The problem.
Give the material below as a numbered list, one line per item, and leave out any blank lines.

Raw records.
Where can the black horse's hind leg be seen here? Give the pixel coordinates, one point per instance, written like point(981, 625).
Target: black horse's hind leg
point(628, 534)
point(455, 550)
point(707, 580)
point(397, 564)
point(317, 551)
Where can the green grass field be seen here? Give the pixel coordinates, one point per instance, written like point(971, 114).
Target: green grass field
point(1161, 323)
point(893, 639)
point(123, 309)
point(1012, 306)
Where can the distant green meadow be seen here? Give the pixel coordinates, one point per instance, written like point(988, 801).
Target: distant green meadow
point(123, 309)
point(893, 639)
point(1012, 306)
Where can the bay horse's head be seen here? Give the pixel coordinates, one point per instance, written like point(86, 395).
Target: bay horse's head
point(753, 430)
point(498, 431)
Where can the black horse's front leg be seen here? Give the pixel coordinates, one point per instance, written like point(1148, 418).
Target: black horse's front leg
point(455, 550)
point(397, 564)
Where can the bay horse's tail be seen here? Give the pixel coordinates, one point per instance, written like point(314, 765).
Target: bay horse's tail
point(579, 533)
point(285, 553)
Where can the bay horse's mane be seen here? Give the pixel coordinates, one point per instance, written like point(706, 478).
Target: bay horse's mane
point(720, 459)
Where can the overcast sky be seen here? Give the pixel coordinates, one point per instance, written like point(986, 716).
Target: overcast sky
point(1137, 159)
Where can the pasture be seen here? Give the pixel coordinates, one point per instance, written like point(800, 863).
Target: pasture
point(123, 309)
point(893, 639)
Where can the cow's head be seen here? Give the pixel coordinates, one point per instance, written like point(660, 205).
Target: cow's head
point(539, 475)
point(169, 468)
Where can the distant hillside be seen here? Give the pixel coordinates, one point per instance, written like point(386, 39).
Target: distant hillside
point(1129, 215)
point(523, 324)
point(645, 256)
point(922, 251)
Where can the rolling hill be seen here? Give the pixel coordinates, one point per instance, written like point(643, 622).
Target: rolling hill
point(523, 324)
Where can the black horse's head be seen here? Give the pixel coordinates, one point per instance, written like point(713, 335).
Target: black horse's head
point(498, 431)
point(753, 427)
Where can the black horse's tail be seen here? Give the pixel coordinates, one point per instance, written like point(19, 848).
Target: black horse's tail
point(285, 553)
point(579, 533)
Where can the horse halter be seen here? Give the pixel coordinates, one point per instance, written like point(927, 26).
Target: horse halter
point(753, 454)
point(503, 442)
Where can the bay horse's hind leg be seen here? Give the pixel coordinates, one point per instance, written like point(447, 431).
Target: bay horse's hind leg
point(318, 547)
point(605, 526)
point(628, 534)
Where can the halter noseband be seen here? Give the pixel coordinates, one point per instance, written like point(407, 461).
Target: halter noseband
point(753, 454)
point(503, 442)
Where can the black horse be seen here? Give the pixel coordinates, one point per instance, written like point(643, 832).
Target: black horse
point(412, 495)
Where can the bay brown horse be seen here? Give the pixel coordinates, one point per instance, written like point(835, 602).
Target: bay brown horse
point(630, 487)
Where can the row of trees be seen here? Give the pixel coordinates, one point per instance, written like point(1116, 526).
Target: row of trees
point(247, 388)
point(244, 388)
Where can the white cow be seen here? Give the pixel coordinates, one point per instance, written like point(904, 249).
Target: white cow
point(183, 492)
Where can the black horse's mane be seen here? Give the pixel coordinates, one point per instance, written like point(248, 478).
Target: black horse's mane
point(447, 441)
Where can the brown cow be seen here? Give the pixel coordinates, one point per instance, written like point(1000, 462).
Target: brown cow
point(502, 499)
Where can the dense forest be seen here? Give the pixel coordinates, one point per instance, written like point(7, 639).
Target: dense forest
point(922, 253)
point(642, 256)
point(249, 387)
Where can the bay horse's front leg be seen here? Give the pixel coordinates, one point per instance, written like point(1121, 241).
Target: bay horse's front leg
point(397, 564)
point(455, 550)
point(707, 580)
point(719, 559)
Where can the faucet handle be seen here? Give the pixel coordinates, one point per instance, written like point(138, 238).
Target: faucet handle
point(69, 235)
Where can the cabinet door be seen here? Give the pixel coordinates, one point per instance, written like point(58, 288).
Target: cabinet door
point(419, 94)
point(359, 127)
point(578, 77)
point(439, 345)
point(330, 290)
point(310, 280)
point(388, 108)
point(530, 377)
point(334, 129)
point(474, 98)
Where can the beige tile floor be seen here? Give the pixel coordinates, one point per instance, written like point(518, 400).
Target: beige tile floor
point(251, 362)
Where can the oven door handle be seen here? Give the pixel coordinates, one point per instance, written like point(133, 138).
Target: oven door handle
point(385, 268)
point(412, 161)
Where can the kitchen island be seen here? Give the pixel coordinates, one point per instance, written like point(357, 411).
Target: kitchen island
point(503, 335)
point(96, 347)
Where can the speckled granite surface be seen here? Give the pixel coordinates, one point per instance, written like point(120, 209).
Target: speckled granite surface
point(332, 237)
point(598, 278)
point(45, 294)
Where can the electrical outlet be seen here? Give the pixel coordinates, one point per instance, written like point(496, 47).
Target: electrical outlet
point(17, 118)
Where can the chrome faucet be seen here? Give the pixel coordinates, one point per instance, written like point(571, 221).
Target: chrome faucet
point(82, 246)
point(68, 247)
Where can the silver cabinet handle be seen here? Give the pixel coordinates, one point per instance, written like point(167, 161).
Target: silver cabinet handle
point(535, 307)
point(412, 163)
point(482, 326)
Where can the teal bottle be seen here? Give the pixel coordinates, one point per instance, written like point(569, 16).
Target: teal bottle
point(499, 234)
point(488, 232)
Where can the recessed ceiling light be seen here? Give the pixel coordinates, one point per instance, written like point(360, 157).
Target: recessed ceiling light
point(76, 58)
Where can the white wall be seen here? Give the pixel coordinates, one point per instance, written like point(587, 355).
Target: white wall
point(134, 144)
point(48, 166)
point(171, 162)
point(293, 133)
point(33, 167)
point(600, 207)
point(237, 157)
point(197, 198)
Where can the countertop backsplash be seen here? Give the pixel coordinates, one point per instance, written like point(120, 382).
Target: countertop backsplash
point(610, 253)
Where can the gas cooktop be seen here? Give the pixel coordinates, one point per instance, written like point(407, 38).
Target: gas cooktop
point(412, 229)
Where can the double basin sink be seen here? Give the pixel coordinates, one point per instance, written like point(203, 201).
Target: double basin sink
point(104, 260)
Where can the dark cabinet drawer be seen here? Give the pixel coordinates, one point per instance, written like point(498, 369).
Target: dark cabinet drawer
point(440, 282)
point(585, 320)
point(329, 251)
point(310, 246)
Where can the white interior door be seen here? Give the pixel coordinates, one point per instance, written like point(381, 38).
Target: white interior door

Expected answer.
1. Where can the black horse's hind leg be seen here? Give the pixel coordinates, one point per instance, written like point(981, 625).
2. Target: black horse's hind leg
3. point(628, 534)
4. point(455, 550)
5. point(707, 580)
6. point(397, 564)
7. point(317, 551)
8. Where can the green grass field be seen here? Give the pixel coordinates, one point per instance, written like point(971, 114).
9. Target: green grass field
10. point(1161, 323)
11. point(893, 639)
12. point(123, 309)
13. point(1012, 306)
14. Where can the distant green meadow be seen here? Give the pixel coordinates, one point per instance, written like point(988, 801).
15. Target: distant green meadow
16. point(123, 309)
17. point(893, 639)
18. point(1012, 306)
19. Where can the bay horse's head be seen here? Give the pixel coordinates, one point per instance, written like point(86, 395).
20. Target: bay horse's head
21. point(753, 430)
22. point(498, 431)
23. Where can the black horse's front leg be seen here? Give the pixel coordinates, one point per instance, written like point(1148, 418).
24. Target: black horse's front leg
25. point(455, 550)
26. point(397, 564)
27. Where can the bay horse's tail be seen here? Give the pixel coordinates, one point per instance, written like point(314, 765).
28. Target: bay horse's tail
29. point(579, 533)
30. point(285, 553)
31. Where can the bay horse's mane be seen here? Give the pixel coordinates, one point per instance, written like point(706, 478).
32. Target: bay horse's mane
33. point(720, 459)
34. Where can the overcast sky be seen here? Give the pixel coordinates, one point per instance, written like point(986, 716).
35. Target: overcast sky
36. point(1137, 159)
37. Where can the pasture be seen here? Give the pixel coordinates, one point per instance, written like point(800, 863).
38. Target: pasture
39. point(123, 309)
40. point(893, 639)
41. Where can the cow's head be seen here? Give the pixel coordinates, one point per instance, written like point(660, 205).
42. Target: cow's head
43. point(539, 475)
44. point(169, 468)
45. Where can the distant hillside be seen here? Give the pixel coordinates, one point per instance, written like point(386, 39).
46. Target: distant hillside
47. point(1129, 215)
48. point(523, 324)
49. point(645, 256)
50. point(922, 251)
51. Where can the rolling hill be seen here? Give the pixel coordinates, one point per instance, written like point(643, 622).
52. Target: rolling hill
53. point(523, 324)
54. Where can the black horse's head be seen here? Give the pixel coordinates, one point per instance, written like point(713, 335).
55. Target: black horse's head
56. point(498, 431)
57. point(753, 427)
58. Where can the black horse's tail be seen here? Give the pixel coordinates, one point per instance, written like point(19, 848).
59. Target: black horse's tail
60. point(285, 553)
61. point(579, 533)
62. Where can the horse halter be seen here? Give the pixel coordinates, one point per instance, written like point(927, 26).
63. Target: horse halter
64. point(753, 454)
65. point(503, 442)
66. Where can the bay horse's hind leg be seen here? Give the pixel coordinates, one point per instance, written like point(447, 431).
67. Target: bay horse's hind leg
68. point(318, 547)
69. point(605, 526)
70. point(628, 534)
71. Where can the halter noseband be seen here? Give the pixel coordinates, one point per instance, written like point(407, 461).
72. Target: halter noseband
73. point(753, 454)
74. point(503, 442)
75. Where can the black horse be seen here? Give the pixel coordinates, one point per instance, written like point(643, 832).
76. Target: black horse
77. point(412, 495)
78. Where can the bay brown horse be seen here? Give the pixel coordinates, one point per instance, written like point(835, 602).
79. Target: bay brown horse
80. point(630, 487)
81. Where can the row of trees be seen here? Give the pixel coordinates, one point per instance, written like point(1116, 526).
82. Target: row of trees
83. point(247, 388)
84. point(244, 388)
85. Where can the white cow be seen here? Give the pixel coordinates, one point per instance, written like point(904, 249).
86. Target: white cow
87. point(183, 492)
88. Where can the black horse's mane be seen here? Give the pixel coordinates, one point per instance, written like point(248, 478).
89. Target: black horse's mane
90. point(447, 441)
91. Where can the brown cow be seen here? Give the pixel coordinates, one point per instance, written like point(1000, 462).
92. Target: brown cow
93. point(502, 499)
94. Where can the dense forest be seen here? Give the pixel coordinates, one point per instance, written like point(7, 639).
95. Target: dense forest
96. point(922, 253)
97. point(642, 256)
98. point(249, 387)
99. Where can the bay horse's front leg be seen here? Give the pixel coordinates, one point per instance, written like point(1121, 241).
100. Target: bay horse's front leg
101. point(397, 564)
102. point(455, 550)
103. point(707, 580)
104. point(719, 559)
105. Where can the faucet handle be seen here? Give the pixel coordinates, one point per instance, written like point(138, 238).
106. Target: faucet handle
107. point(69, 235)
108. Where can the cabinet door be seen here? Give the pixel coordinates, one point per instance, written like point(58, 288).
109. Target: cabinet door
110. point(419, 94)
111. point(359, 127)
112. point(578, 77)
113. point(439, 345)
114. point(330, 290)
115. point(310, 280)
116. point(388, 108)
117. point(530, 377)
118. point(334, 129)
119. point(474, 98)
120. Where can the beige tile floor be seen here? Give the pixel coordinates, one point per instance, written like point(518, 400).
121. Target: beige tile floor
122. point(251, 362)
123. Where can the oven door handle be seen here? Give the pixel coordinates, one point per instance, written like point(133, 138).
124. Target: oven door handle
125. point(385, 268)
126. point(412, 161)
127. Where can the kitchen island be seen here? Give the pixel coordinates, one point per instance, written like point(357, 411).
128. Target: kitchen island
129. point(503, 335)
130. point(96, 347)
131. Where can the speckled granite surface be seen here? Give the pixel coordinates, one point per instance, written like point(120, 209).
132. Target: speckled granite surface
133. point(332, 237)
134. point(598, 278)
135. point(45, 294)
136. Where can the electrical outlet be seen here? Give the pixel coordinates, one point per instance, written like point(496, 47).
137. Target: electrical outlet
138. point(17, 118)
139. Where can the chrome faucet be seen here? Give the pixel coordinates, one point per instance, written like point(571, 221).
140. Target: chrome faucet
141. point(82, 246)
142. point(68, 247)
143. Where can the silver cabinet handle be seen here? Give the pixel coordinates, one point per instance, written like point(167, 161).
144. Target: silver cabinet handle
145. point(535, 307)
146. point(412, 163)
147. point(482, 326)
148. Where can the teal bottle be seen here? Give the pixel coordinates, one point per instance, written like point(569, 16).
149. Target: teal bottle
150. point(499, 234)
151. point(488, 232)
152. Where can the recessed ceiling light be seen here? Give the pixel coordinates, one point per instance, written like point(360, 157).
153. Target: recessed ceiling light
154. point(76, 58)
155. Where can the white wall be seen here? Give the pixel coordinates, one point per instance, written like point(587, 355).
156. Target: white wall
157. point(134, 144)
158. point(48, 166)
159. point(171, 162)
160. point(293, 133)
161. point(33, 167)
162. point(600, 207)
163. point(237, 157)
164. point(197, 198)
165. Where can the countertop backsplash be seen here? Give the pixel coordinates, one point per instance, written like point(120, 382).
166. Target: countertop backsplash
167. point(610, 253)
168. Where can the gas cooktop be seen here? Give the pixel coordinates, one point per instance, written like point(407, 38).
169. Target: gas cooktop
170. point(412, 229)
171. Where can the double basin sink be seen here? Give the pixel coordinates, one point per instance, written like point(203, 201).
172. Target: double basin sink
173. point(104, 260)
174. Where can the dark cabinet drawer be seen here? Give the pixel coordinates, one point per instance, written like point(498, 369).
175. Target: dark cabinet drawer
176. point(440, 282)
177. point(585, 320)
178. point(329, 251)
179. point(310, 246)
180. Where can the white interior door be seen here? Give the pixel coordinates, one point per instance, written like point(381, 38).
181. Target: white interior door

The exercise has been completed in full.